I've worked in a few hospital system. While I'm not an IT guy I'm an engineer and I often serve as a de-facto IT guy for companies. The quality of IT staff in the hospitals I've work with were for the most part deplorable. They tend to be understaffed, underfunded and underpaid and not supported well by management. It should surprise no one that they don't tend to get the best and brightest. While there are some good people, the system sets them up to fail. Quite frankly, hospitals are among the least secure and least well administered companies I've seen when it comes to IT. Their business is extremely complex and very few of the people working in it are IT focused, particularly those in positions of power. Worse a lot of the equipment uses special versions of software that either is not or (usually for regulatory reasons) cannot be updated.
What security people constantly miss is that our society is kind of founded on the goodwill of the stranger. That's also why there's little physical security at hospitals. Sure there are mentally sick people out there but it takes somebody especially incredibly sick and twisted to turn off somebody's pacemaker just for the hell of it.
I'm all for security, and there are some evil people out there, but really there are reasons why hospitals are often the least secured places anywhere you go
It's not just that, it's also that vendors assume that hospitals have competent IT departments and devices will be appropriately firewalled away from the rest of the network.

-- Material shown --

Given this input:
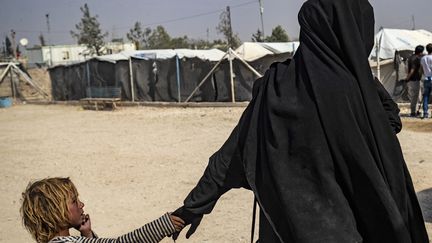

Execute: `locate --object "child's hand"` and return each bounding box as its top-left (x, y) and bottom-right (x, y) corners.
top-left (170, 214), bottom-right (185, 232)
top-left (79, 214), bottom-right (93, 238)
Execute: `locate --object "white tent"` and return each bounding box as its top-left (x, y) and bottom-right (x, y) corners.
top-left (235, 41), bottom-right (300, 62)
top-left (369, 29), bottom-right (432, 101)
top-left (370, 29), bottom-right (432, 59)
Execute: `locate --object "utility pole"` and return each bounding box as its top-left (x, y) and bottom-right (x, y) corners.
top-left (259, 0), bottom-right (265, 40)
top-left (11, 30), bottom-right (17, 59)
top-left (227, 6), bottom-right (233, 47)
top-left (45, 13), bottom-right (53, 66)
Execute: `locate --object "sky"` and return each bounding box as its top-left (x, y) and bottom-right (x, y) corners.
top-left (0, 0), bottom-right (432, 47)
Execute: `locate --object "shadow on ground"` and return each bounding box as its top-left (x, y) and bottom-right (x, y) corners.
top-left (417, 188), bottom-right (432, 223)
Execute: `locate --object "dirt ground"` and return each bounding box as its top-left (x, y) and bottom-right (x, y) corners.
top-left (0, 105), bottom-right (432, 243)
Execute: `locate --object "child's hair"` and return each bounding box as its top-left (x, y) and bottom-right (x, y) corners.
top-left (20, 177), bottom-right (78, 243)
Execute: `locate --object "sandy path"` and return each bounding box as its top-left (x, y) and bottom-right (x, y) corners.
top-left (0, 105), bottom-right (432, 243)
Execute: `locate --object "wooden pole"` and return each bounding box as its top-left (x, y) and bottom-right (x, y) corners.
top-left (228, 48), bottom-right (235, 103)
top-left (11, 63), bottom-right (49, 97)
top-left (184, 52), bottom-right (228, 103)
top-left (9, 69), bottom-right (15, 99)
top-left (176, 55), bottom-right (181, 102)
top-left (0, 63), bottom-right (11, 83)
top-left (129, 57), bottom-right (135, 102)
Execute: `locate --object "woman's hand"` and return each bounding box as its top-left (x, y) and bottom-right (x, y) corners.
top-left (79, 214), bottom-right (93, 238)
top-left (169, 214), bottom-right (185, 232)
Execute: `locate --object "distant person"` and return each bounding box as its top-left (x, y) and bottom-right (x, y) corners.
top-left (173, 0), bottom-right (429, 243)
top-left (421, 43), bottom-right (432, 118)
top-left (406, 45), bottom-right (424, 117)
top-left (21, 177), bottom-right (184, 243)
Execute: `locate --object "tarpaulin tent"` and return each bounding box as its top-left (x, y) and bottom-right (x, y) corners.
top-left (49, 49), bottom-right (291, 102)
top-left (370, 29), bottom-right (432, 101)
top-left (49, 49), bottom-right (228, 101)
top-left (235, 41), bottom-right (300, 62)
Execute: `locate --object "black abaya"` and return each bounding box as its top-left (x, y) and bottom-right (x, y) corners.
top-left (176, 0), bottom-right (428, 243)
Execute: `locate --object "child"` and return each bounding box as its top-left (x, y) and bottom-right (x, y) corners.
top-left (21, 177), bottom-right (184, 243)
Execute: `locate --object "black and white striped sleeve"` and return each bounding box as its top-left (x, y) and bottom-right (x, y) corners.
top-left (50, 213), bottom-right (175, 243)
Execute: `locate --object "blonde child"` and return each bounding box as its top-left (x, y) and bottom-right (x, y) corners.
top-left (21, 177), bottom-right (184, 243)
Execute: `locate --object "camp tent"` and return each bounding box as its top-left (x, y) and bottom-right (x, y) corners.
top-left (235, 41), bottom-right (300, 62)
top-left (49, 46), bottom-right (291, 102)
top-left (49, 49), bottom-right (235, 101)
top-left (369, 28), bottom-right (432, 101)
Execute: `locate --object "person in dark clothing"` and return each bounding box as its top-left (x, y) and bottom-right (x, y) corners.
top-left (173, 0), bottom-right (428, 243)
top-left (406, 45), bottom-right (424, 117)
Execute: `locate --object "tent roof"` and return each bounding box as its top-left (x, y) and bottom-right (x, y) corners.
top-left (370, 29), bottom-right (432, 59)
top-left (235, 41), bottom-right (300, 62)
top-left (94, 49), bottom-right (225, 62)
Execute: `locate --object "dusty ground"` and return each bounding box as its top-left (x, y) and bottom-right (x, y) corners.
top-left (0, 105), bottom-right (432, 243)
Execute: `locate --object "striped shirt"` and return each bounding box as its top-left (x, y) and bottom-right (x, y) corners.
top-left (48, 213), bottom-right (175, 243)
top-left (421, 54), bottom-right (432, 77)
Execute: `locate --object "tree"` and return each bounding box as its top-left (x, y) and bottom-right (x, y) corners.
top-left (252, 29), bottom-right (264, 42)
top-left (148, 25), bottom-right (171, 49)
top-left (70, 3), bottom-right (108, 56)
top-left (216, 7), bottom-right (241, 48)
top-left (126, 21), bottom-right (151, 50)
top-left (265, 25), bottom-right (289, 42)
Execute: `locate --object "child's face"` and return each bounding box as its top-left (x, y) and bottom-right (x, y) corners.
top-left (68, 195), bottom-right (84, 229)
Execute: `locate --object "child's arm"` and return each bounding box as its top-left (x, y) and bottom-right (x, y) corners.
top-left (50, 213), bottom-right (184, 243)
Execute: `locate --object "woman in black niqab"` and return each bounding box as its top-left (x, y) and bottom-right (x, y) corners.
top-left (171, 0), bottom-right (428, 243)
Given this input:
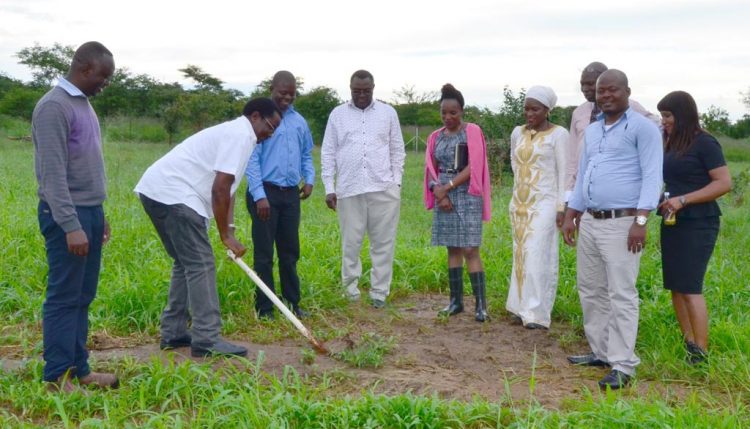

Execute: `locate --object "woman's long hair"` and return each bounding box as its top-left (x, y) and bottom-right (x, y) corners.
top-left (656, 91), bottom-right (703, 155)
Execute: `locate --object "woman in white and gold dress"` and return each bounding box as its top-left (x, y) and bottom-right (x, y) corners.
top-left (505, 86), bottom-right (568, 329)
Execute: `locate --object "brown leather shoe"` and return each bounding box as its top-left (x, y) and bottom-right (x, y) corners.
top-left (47, 370), bottom-right (81, 394)
top-left (78, 372), bottom-right (120, 389)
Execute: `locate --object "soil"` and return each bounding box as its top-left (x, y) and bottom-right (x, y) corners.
top-left (2, 295), bottom-right (689, 408)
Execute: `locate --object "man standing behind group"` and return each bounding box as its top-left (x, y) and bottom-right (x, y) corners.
top-left (31, 42), bottom-right (118, 392)
top-left (563, 69), bottom-right (663, 389)
top-left (321, 70), bottom-right (406, 308)
top-left (565, 62), bottom-right (660, 201)
top-left (245, 71), bottom-right (315, 319)
top-left (135, 98), bottom-right (281, 357)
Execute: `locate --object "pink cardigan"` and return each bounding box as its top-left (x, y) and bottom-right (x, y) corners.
top-left (424, 122), bottom-right (492, 222)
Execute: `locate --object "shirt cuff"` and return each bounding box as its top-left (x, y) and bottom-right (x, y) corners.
top-left (250, 185), bottom-right (266, 201)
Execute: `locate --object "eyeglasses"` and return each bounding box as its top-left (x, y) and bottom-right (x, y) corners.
top-left (351, 88), bottom-right (372, 96)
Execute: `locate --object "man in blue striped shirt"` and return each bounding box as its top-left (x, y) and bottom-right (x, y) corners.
top-left (245, 70), bottom-right (315, 319)
top-left (563, 69), bottom-right (663, 389)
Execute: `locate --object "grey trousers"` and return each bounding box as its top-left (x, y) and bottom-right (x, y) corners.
top-left (140, 195), bottom-right (221, 347)
top-left (336, 185), bottom-right (401, 301)
top-left (576, 213), bottom-right (642, 375)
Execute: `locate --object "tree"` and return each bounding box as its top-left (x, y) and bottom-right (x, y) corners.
top-left (700, 104), bottom-right (732, 135)
top-left (179, 64), bottom-right (224, 91)
top-left (740, 88), bottom-right (750, 110)
top-left (392, 85), bottom-right (438, 105)
top-left (16, 43), bottom-right (75, 88)
top-left (294, 86), bottom-right (341, 144)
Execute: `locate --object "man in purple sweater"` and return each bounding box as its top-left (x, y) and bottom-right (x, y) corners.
top-left (31, 42), bottom-right (118, 392)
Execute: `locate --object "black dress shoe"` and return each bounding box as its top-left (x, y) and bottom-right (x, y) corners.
top-left (190, 340), bottom-right (247, 357)
top-left (685, 341), bottom-right (708, 365)
top-left (599, 369), bottom-right (631, 390)
top-left (159, 334), bottom-right (193, 350)
top-left (292, 307), bottom-right (310, 319)
top-left (568, 353), bottom-right (609, 366)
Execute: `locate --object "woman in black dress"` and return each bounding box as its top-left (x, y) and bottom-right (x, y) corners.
top-left (657, 91), bottom-right (732, 364)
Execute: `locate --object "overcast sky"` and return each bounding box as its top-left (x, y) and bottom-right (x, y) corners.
top-left (0, 0), bottom-right (750, 119)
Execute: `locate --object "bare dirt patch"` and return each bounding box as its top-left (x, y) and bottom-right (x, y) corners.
top-left (3, 295), bottom-right (688, 408)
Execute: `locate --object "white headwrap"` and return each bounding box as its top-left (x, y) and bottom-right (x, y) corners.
top-left (526, 85), bottom-right (557, 110)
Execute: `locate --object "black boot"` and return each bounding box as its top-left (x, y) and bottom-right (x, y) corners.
top-left (469, 271), bottom-right (489, 322)
top-left (440, 267), bottom-right (464, 316)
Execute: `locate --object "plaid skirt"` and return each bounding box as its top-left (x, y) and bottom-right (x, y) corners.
top-left (432, 173), bottom-right (483, 247)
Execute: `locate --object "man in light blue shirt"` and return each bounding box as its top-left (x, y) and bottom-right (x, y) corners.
top-left (563, 69), bottom-right (663, 389)
top-left (245, 70), bottom-right (315, 319)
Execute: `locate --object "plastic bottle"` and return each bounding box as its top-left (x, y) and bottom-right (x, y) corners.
top-left (664, 192), bottom-right (677, 226)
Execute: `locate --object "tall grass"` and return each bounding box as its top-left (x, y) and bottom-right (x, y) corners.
top-left (0, 133), bottom-right (750, 428)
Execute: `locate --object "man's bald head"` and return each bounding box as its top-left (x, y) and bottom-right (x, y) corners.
top-left (582, 61), bottom-right (607, 75)
top-left (67, 42), bottom-right (115, 97)
top-left (597, 69), bottom-right (628, 88)
top-left (596, 69), bottom-right (630, 120)
top-left (581, 61), bottom-right (607, 103)
top-left (271, 70), bottom-right (297, 88)
top-left (70, 42), bottom-right (112, 72)
top-left (271, 70), bottom-right (297, 112)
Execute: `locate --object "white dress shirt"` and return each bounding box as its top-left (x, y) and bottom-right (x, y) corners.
top-left (135, 116), bottom-right (257, 219)
top-left (320, 100), bottom-right (406, 198)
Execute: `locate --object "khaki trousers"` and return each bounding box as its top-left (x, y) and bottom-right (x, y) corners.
top-left (577, 213), bottom-right (641, 375)
top-left (336, 185), bottom-right (401, 301)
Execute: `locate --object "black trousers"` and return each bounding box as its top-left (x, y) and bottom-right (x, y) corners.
top-left (246, 183), bottom-right (300, 313)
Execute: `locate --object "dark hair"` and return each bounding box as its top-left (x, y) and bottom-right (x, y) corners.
top-left (70, 42), bottom-right (112, 68)
top-left (656, 91), bottom-right (702, 154)
top-left (440, 83), bottom-right (464, 109)
top-left (349, 70), bottom-right (375, 83)
top-left (242, 97), bottom-right (282, 119)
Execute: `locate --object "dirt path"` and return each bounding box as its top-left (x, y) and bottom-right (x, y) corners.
top-left (3, 295), bottom-right (686, 408)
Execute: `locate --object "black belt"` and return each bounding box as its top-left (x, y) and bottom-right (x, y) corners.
top-left (438, 168), bottom-right (460, 174)
top-left (263, 182), bottom-right (299, 191)
top-left (586, 209), bottom-right (638, 219)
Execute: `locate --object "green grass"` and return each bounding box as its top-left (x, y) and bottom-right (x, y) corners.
top-left (335, 332), bottom-right (396, 368)
top-left (0, 132), bottom-right (750, 428)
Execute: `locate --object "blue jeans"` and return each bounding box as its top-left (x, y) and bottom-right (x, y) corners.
top-left (140, 194), bottom-right (221, 348)
top-left (246, 185), bottom-right (300, 314)
top-left (38, 201), bottom-right (104, 381)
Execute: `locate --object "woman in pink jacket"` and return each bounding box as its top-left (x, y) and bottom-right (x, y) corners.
top-left (424, 84), bottom-right (491, 322)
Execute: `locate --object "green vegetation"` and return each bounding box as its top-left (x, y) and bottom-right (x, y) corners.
top-left (0, 126), bottom-right (750, 428)
top-left (336, 332), bottom-right (396, 368)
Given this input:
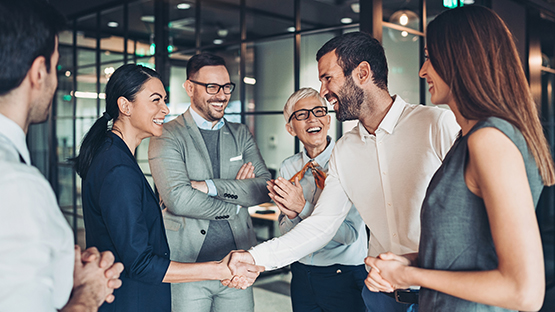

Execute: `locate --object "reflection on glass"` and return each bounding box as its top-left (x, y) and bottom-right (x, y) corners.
top-left (246, 0), bottom-right (295, 39)
top-left (383, 27), bottom-right (421, 104)
top-left (382, 0), bottom-right (424, 30)
top-left (246, 114), bottom-right (295, 172)
top-left (201, 0), bottom-right (241, 46)
top-left (246, 35), bottom-right (294, 112)
top-left (301, 0), bottom-right (358, 30)
top-left (168, 0), bottom-right (196, 55)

-- Work item --
Answer these from the passage on hospital IT, one line each:
1. What reason is usually behind equipment software that cannot be updated?
2. What does the passage say society is founded on?
3. What do vendors assume about hospitals?

-- Output of the task --
1. Regulatory reasons.
2. The goodwill of the stranger.
3. That hospitals have competent IT departments and that devices will be appropriately firewalled away from the rest of the network.